• [EXERCISE AIM] Rewrite every line from the one containing "Question. For each instance of the utility" through the end of the rows, requests included, and add -34 to each x and y coordinate in the answers.

• [DATASET ENTRIES]
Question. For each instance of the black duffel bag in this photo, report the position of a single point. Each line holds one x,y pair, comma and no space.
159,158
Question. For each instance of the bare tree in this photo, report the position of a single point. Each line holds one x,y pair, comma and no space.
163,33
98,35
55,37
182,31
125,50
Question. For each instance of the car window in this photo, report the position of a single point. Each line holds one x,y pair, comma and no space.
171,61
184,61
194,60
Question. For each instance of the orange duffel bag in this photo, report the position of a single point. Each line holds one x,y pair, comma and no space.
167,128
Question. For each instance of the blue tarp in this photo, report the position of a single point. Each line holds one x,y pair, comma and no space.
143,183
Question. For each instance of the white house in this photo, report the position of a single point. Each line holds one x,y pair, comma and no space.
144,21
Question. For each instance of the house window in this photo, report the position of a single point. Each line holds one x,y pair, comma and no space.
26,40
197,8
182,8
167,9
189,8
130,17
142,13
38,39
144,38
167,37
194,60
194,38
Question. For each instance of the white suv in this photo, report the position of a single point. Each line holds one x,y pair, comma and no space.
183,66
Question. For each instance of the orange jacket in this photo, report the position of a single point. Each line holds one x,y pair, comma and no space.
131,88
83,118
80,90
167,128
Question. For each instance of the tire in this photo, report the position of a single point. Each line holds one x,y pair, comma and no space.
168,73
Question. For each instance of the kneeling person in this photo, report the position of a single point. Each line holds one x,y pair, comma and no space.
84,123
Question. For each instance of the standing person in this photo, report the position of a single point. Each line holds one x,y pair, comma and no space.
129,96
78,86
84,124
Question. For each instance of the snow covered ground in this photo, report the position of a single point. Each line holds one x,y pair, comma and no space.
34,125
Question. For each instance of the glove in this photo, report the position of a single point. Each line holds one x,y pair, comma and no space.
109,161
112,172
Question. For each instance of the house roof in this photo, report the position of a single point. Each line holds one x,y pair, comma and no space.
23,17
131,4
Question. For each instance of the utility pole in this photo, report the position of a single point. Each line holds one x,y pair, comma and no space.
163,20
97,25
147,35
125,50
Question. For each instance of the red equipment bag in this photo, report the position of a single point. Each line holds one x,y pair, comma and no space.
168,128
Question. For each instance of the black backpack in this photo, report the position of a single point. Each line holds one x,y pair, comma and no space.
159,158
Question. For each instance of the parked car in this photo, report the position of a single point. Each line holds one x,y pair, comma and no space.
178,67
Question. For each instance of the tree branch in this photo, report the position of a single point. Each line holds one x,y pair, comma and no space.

• [REPLY TO THE EXERCISE]
Question. For each instance of the utility pole in this photo, report the position of a single point. Each line holds one x,y pair, comma and no space.
129,-14
63,-9
113,1
91,16
Question. For each instance of the red equipment bag in this photo, report the position of a single point. Each line holds one x,y pair, comma and no space.
134,94
Question. For each instance of the black backpack in this photo, report the position of a single point. Each line holds one x,y pair, comma and no space.
125,124
Question. For each instance of the parked car in this photo, report the position of a single point. Each line holds one x,y pair, comma and no space.
144,33
Question. For each instance of the tree branch in this photo, report the position of a single point. Each line holds one x,y pair, comma and no space.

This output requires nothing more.